▸ PASSAGE GIVEN:
The State University of New York at Farmingdale (Farmingdale State College or SUNY Farmingdale) is a public college in East Farmingdale, New York. It is part of the State University of New York. The college was chartered in 1912 as a school of applied agriculture under the name of New York State School Of Agriculture on Long Island. As of the fall semester of 2016, Farmingdale State College had an enrollment of 9,237.

History
The State University of New York at Farmingdale was founded in 1912 as the New York State School of Agriculture on Long Island. The founding of the college was originally proposed by State Assemblyman John Lupton in 1909. Lupton Hall, which houses the departments of Chemistry and Physics as well the School of Engineering Technology, now bears his name.

Two of the oldest buildings on campus are Hicks Hall and Cutler Hall, which were constructed in 1914 and were originally called the Horticulture and Agronomy Buildings, respectively. The buildings house four oil on canvas murals, painted in 1936 by local artists Frederick Marshall and C. E. Lessing as a part of the Works Progress Administration. The murals depict agricultural scenes, including wheat-threshing, rice harvesting, and cotton picking.

Ward Hall, also constructed in 1914, was the original dormitory and now houses College offices, including Alumni Relations and Business Outreach. When the college first admitted students in March 1916, Ward Hall was not yet completed. Students slept instead in temporary quarters on the upper level of Conklin Hall, which was then the physical plant.

▸ REQUESTS:
(A) In the passage on Farmingdale State College, who painted the murals in Hicks Hall and Cutler Hall?
(B) In the records, replace "shirt" with "top" in the lines from the one with "Target: white shirt" through the end of the records. Return only those lines, with nothing else changed.
The records below are unrelated to the Farmingdale State College passage.

▸ RAW RECORDS:
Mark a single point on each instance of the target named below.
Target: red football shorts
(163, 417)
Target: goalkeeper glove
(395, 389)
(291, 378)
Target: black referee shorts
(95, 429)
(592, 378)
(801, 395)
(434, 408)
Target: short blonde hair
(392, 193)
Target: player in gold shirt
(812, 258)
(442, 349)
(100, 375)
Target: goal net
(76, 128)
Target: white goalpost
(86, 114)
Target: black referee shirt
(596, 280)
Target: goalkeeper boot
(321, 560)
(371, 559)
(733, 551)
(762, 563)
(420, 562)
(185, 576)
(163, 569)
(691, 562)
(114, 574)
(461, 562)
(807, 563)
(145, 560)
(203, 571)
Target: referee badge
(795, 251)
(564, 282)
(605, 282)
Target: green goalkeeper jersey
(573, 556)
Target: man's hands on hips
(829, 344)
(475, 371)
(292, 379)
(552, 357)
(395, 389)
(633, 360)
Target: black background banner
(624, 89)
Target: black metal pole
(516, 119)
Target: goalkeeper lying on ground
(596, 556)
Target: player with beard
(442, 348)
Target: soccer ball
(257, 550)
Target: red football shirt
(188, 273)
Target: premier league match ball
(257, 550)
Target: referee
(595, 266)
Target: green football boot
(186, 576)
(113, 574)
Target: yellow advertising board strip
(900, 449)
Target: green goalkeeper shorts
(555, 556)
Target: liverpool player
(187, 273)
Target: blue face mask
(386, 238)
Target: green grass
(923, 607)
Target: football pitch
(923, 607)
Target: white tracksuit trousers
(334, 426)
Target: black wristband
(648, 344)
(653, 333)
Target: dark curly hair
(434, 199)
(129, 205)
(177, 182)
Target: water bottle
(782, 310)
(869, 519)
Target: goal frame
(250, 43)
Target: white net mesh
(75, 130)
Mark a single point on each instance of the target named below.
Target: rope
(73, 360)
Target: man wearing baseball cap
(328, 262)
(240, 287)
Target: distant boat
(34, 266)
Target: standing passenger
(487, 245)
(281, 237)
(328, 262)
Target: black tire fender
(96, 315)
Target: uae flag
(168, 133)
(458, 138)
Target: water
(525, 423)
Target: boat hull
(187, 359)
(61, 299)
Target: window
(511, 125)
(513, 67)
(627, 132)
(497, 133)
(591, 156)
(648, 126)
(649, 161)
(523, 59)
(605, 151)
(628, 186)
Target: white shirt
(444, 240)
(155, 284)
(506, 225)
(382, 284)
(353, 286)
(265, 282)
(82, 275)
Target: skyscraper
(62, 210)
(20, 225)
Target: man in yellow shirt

▸ WRITTEN ANSWERS:
(A) Frederick Marshall and C. E. Lessing painted them.

(B)
Target: white top
(444, 240)
(155, 284)
(506, 225)
(382, 284)
(353, 286)
(265, 282)
(82, 275)
Target: skyscraper
(62, 210)
(20, 225)
Target: man in yellow top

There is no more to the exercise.